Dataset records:

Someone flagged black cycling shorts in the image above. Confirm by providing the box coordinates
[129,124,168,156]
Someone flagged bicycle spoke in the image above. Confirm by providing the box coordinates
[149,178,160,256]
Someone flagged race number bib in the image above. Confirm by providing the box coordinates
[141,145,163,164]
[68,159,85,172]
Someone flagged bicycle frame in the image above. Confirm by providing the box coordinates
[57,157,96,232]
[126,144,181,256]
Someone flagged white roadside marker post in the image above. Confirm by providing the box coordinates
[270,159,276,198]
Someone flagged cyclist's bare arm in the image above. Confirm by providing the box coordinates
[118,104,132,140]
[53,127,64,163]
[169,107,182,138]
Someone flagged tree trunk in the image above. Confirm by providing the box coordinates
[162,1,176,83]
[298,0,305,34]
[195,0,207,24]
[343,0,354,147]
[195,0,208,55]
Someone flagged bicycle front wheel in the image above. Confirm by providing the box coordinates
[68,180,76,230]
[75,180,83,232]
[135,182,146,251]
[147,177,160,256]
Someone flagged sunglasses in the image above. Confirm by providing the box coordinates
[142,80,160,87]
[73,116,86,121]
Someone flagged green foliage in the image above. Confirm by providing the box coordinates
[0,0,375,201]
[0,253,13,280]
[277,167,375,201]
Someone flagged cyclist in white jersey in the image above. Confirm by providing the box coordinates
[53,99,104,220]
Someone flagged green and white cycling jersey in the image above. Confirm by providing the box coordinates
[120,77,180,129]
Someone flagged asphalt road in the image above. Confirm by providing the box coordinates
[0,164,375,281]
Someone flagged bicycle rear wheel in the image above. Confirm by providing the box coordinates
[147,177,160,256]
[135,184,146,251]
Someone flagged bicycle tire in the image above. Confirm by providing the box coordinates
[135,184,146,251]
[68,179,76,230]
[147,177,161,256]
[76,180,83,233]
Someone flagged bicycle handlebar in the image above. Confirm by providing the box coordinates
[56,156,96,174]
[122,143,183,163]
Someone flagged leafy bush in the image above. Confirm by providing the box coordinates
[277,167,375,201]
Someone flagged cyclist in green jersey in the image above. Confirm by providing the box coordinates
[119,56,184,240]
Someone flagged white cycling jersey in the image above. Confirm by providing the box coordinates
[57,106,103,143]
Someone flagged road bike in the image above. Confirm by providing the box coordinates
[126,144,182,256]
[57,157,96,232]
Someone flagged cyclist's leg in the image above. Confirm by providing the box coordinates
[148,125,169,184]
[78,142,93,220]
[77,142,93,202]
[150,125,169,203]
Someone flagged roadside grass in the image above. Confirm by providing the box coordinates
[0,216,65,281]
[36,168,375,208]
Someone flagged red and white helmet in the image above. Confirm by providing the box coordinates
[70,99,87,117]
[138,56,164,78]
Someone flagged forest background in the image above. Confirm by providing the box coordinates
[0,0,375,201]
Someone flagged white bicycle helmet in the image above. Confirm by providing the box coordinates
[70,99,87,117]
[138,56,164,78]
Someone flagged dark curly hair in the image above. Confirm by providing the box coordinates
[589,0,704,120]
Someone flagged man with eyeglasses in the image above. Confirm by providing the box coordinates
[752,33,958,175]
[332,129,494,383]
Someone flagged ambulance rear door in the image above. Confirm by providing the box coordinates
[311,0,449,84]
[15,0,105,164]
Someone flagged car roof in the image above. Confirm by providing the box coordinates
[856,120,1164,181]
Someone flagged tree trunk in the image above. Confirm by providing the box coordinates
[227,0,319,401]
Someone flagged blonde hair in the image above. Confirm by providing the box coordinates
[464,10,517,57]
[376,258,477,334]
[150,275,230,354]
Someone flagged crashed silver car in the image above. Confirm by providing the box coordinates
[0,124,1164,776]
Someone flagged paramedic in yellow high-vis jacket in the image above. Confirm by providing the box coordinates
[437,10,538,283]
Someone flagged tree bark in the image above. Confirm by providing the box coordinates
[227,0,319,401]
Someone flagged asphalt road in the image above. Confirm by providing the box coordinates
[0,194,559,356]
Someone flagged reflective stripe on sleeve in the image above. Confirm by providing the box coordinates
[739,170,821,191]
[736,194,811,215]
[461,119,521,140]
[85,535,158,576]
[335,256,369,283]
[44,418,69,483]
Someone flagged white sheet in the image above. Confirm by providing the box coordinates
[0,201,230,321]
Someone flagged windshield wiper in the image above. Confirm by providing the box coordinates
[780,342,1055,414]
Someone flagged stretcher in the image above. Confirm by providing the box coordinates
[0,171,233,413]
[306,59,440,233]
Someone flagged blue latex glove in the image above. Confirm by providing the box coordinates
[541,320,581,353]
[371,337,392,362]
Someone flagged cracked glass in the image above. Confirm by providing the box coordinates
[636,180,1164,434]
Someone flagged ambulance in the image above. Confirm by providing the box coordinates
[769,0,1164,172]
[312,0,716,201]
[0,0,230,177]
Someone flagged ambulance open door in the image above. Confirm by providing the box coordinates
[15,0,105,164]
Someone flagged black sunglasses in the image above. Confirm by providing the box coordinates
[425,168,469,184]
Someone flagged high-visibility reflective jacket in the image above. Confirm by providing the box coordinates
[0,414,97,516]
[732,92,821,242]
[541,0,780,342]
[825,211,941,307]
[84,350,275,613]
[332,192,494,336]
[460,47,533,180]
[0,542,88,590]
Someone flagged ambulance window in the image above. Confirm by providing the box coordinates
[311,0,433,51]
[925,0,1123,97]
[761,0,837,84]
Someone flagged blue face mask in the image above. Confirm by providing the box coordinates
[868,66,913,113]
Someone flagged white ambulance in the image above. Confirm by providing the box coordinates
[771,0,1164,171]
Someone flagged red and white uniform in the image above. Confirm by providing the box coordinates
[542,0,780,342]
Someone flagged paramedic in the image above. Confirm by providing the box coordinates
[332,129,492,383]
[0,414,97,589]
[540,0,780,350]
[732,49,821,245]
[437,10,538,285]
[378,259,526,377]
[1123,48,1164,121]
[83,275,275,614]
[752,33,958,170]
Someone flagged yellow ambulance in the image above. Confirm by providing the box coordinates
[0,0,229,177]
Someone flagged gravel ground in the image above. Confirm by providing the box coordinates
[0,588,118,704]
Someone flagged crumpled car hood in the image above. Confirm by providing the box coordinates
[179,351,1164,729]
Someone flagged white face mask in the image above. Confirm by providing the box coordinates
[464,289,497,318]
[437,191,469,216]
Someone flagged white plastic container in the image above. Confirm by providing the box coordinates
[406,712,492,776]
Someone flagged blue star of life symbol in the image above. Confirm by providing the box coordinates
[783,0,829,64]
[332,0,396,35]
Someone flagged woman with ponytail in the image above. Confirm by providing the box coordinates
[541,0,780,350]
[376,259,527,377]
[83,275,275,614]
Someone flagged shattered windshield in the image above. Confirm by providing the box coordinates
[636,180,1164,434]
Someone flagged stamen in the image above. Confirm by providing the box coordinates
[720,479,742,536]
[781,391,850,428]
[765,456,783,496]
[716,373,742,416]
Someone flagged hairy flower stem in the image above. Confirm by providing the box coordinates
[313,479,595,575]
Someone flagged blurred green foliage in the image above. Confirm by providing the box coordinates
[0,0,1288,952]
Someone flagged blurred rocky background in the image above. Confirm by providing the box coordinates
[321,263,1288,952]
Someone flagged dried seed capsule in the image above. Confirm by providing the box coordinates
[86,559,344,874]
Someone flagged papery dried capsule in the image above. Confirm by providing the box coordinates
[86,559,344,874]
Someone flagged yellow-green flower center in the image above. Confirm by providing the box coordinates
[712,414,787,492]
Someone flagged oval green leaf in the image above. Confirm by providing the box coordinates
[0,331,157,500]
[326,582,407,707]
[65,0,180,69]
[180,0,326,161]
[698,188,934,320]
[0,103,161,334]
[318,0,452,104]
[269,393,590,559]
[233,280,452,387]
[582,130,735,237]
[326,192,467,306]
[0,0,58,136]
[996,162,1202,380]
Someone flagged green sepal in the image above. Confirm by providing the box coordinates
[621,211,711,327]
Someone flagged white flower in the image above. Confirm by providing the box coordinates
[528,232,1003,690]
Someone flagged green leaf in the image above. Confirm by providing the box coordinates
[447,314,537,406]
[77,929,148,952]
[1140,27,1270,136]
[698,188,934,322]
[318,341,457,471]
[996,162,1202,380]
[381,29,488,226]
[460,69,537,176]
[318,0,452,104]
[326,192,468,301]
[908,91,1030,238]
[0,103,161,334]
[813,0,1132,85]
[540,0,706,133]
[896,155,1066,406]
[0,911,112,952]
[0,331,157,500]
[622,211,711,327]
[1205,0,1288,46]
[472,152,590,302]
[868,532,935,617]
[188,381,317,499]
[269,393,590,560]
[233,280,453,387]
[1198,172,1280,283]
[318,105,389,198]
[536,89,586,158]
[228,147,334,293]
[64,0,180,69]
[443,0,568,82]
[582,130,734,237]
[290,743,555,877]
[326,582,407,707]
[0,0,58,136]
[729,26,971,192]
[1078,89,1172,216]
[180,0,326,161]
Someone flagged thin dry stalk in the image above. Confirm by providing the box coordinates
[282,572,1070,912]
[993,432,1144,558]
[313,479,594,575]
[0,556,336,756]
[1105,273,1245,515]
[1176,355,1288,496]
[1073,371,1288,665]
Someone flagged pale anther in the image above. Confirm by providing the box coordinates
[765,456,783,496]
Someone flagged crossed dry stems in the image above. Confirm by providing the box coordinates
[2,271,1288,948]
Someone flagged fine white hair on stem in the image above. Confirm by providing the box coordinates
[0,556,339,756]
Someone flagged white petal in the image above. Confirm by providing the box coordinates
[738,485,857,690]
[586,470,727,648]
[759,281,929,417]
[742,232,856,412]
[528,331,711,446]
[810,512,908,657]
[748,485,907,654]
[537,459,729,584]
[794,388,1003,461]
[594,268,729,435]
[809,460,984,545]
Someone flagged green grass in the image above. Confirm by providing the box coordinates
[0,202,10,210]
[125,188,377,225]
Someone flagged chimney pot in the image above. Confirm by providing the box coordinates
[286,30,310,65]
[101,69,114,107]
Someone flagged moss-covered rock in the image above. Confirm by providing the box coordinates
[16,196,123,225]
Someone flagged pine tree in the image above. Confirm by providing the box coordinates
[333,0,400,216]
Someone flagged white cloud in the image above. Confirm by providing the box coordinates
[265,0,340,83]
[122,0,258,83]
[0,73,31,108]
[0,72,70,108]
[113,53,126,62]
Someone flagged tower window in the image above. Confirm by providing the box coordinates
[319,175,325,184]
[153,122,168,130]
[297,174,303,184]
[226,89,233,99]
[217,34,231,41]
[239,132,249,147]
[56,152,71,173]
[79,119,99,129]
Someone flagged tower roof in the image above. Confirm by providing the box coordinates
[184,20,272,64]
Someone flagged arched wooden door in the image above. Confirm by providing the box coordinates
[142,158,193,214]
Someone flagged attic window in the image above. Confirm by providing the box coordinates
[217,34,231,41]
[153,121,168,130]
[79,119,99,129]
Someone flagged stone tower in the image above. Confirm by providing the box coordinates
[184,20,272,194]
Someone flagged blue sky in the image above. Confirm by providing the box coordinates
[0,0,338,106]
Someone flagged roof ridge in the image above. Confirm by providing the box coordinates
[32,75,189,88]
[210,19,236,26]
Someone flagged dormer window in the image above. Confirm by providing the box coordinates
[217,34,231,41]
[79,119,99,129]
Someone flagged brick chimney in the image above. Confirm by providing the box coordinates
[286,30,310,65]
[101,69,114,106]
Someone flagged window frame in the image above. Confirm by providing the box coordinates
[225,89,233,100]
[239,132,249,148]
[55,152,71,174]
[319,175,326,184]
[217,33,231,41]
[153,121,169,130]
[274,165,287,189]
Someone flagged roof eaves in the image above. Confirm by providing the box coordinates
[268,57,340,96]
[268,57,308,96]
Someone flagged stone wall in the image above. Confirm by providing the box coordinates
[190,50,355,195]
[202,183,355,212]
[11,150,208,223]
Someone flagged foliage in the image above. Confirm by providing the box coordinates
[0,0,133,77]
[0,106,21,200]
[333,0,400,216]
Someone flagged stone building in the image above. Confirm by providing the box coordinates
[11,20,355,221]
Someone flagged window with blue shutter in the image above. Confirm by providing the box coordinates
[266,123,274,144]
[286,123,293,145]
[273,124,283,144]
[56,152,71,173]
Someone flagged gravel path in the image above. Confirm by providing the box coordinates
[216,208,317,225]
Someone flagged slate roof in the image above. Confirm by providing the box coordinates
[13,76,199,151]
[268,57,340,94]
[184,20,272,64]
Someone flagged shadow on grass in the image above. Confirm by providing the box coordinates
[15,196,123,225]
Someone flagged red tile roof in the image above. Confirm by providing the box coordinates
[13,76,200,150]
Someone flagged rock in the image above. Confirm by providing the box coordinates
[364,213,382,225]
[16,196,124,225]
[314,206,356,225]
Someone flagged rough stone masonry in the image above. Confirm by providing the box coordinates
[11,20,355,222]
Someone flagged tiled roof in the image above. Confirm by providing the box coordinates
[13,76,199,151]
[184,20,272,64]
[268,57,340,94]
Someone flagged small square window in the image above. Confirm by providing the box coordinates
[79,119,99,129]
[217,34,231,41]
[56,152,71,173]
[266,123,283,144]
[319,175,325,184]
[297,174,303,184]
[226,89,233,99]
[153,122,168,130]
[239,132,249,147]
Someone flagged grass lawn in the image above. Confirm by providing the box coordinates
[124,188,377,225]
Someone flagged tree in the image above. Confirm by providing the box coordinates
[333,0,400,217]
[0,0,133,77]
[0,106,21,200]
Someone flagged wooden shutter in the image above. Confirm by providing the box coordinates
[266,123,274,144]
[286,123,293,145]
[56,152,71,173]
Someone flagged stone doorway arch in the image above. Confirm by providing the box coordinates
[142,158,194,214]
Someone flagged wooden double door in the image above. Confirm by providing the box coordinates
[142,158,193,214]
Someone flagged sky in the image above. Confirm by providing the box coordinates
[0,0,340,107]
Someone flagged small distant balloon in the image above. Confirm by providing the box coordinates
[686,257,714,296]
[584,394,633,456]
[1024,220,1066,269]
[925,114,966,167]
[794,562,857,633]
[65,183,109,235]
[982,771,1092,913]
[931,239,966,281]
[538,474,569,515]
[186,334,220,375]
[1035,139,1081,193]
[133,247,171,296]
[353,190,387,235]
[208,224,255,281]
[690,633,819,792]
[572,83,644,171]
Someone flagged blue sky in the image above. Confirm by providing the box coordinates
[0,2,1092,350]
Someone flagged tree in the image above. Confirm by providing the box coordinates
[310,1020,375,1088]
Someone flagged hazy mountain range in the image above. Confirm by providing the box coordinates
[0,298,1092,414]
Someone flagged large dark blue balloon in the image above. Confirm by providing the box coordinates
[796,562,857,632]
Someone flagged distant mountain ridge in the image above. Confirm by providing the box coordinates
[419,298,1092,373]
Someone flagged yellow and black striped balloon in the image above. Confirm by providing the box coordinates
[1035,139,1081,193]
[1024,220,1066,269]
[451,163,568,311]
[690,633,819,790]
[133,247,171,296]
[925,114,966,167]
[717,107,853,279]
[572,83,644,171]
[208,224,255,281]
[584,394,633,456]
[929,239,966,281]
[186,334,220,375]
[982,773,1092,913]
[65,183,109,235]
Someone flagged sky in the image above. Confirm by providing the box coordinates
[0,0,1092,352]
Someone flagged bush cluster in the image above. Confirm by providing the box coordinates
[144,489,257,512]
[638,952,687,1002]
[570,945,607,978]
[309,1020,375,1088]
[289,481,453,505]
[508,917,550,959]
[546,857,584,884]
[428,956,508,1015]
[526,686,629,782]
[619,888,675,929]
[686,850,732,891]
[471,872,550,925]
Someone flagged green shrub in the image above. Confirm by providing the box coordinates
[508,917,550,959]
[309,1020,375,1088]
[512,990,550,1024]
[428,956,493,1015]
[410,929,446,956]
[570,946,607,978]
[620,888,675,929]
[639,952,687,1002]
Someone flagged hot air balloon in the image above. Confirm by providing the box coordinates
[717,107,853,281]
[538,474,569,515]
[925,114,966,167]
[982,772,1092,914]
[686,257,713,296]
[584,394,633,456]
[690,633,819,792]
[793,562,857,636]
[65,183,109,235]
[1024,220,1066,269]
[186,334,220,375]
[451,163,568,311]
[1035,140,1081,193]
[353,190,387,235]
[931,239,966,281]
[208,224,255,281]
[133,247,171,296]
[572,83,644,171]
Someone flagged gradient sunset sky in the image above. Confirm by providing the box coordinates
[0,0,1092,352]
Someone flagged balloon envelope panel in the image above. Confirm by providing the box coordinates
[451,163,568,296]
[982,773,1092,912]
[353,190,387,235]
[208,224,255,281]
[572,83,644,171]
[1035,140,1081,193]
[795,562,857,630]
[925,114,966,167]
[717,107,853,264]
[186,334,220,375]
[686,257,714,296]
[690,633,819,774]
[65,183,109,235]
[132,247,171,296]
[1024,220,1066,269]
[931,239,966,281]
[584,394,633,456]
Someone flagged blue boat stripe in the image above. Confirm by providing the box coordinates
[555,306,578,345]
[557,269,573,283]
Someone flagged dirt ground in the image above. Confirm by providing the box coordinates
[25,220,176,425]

TASK DESCRIPTION:
Reproduce the lines starting at the one containing "Someone flagged white ambulance" and ending at the one containing "[179,351,1164,729]", replacing "gravel ground" with "dirt ground" and leaving everything else unchanged.

THE RESULT:
Someone flagged white ambulance in the image above. Confirm by providing the box coordinates
[771,0,1164,171]
Someone flagged red and white uniform in the image above. Confirm by providing the box coordinates
[542,0,780,342]
Someone flagged paramedic in the image above. Confirm by providing the box coordinates
[332,129,492,383]
[0,414,97,589]
[540,0,780,350]
[732,49,821,245]
[437,10,538,285]
[378,259,526,377]
[1123,48,1164,121]
[83,275,275,614]
[752,33,958,170]
Someone flagged yellow ambulance in the image above. Confirm by providing the box coordinates
[0,0,229,177]
Someone flagged dirt ground in the image above. Confirm by providing the box coordinates
[0,588,118,704]
Someone flagged crumpled car hood in the image above. Confirm by providing the box coordinates
[179,351,1164,729]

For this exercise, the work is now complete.